CONSIGNE ▸
Répondez, s'il vous plaît, à ces questions sur le texte extrait.
(a) Qui a prononcé la phrase « Assad fait partie de la solution » ?
(b) Quelles deux circonstances auraient pu conduire l'Onu à infléchir sa position ?
(c) Selon la première hypothèse, dans quel but De Mistura aurait-il voulu calmer la situation ?

TEXTE EXTRAIT ▸
« Assad fait partie de la solution. » Dans la bouche de Vladimir Poutine ou de Ali Khamenei, cette phrase serait passée presque inaperçue, mais dans celle de l'envoyé spécial de l'Onu, Staffan De Mistura, elle amène à de multiples interrogations.
Parce que c'est la première fois qu'un diplomate de ce rang évoque l'avenir du président syrien en ces termes, il est naturel de se questionner sur la portée de ses mots et sur sa légitimité. Ses propos correspondent-ils simplement à son appréciation personnelle de la situation ou bien reflètent-ils un changement de la position officielle de l'Onu concernant le sujet ? Soit De Mistura a voulu calmer la situation afin d'amener toutes les parties au dialogue, soit, face à la montée en puissance de l'État islamique et l'absence de perspective de mettre fin au conflit syrien, l'Onu a décidé d'infléchir sa position en faisant prévaloir la realpolitik.

EXTRAIT DE SOURCE ▸
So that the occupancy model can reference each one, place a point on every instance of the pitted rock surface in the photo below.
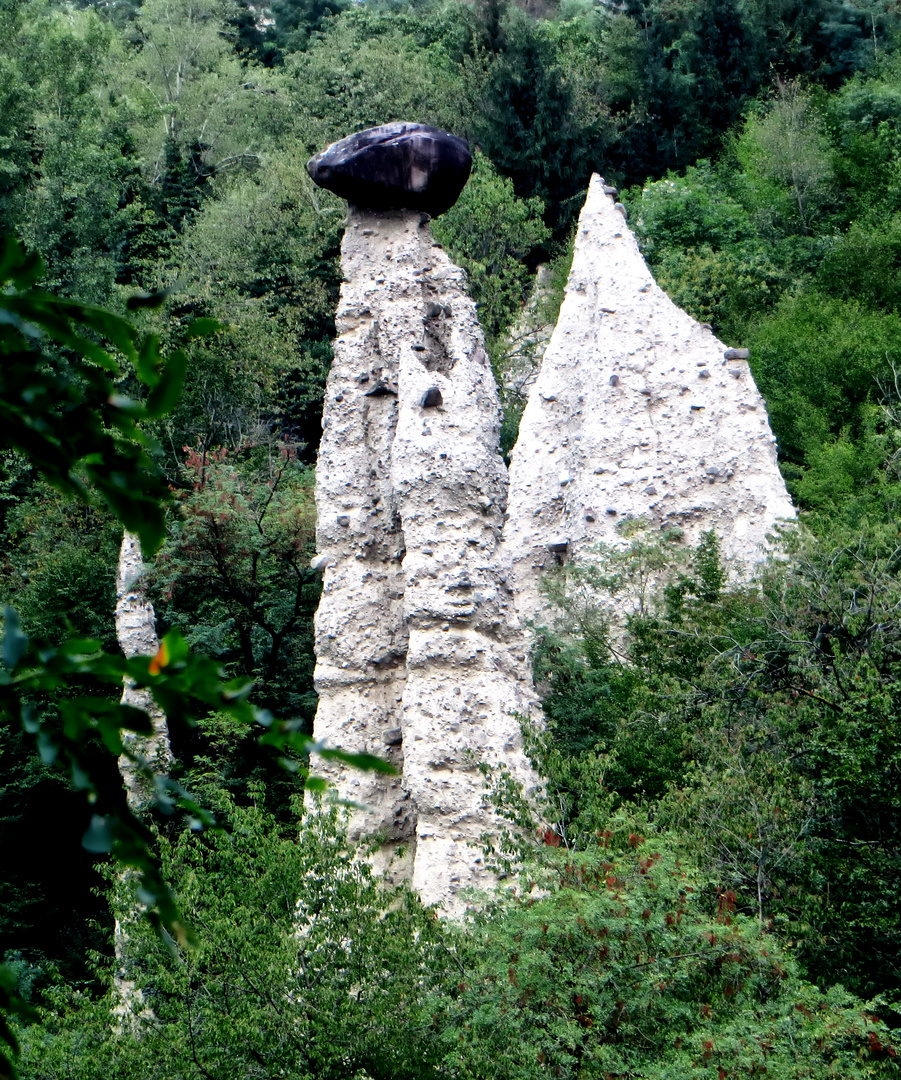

RÉPONSE ▸
(a) Staffan De Mistura, l'envoyé spécial de l'Onu.
(b) La montée en puissance de l'État islamique et l'absence de perspective de mettre fin au conflit syrien.
(c) Afin d'amener toutes les parties au dialogue.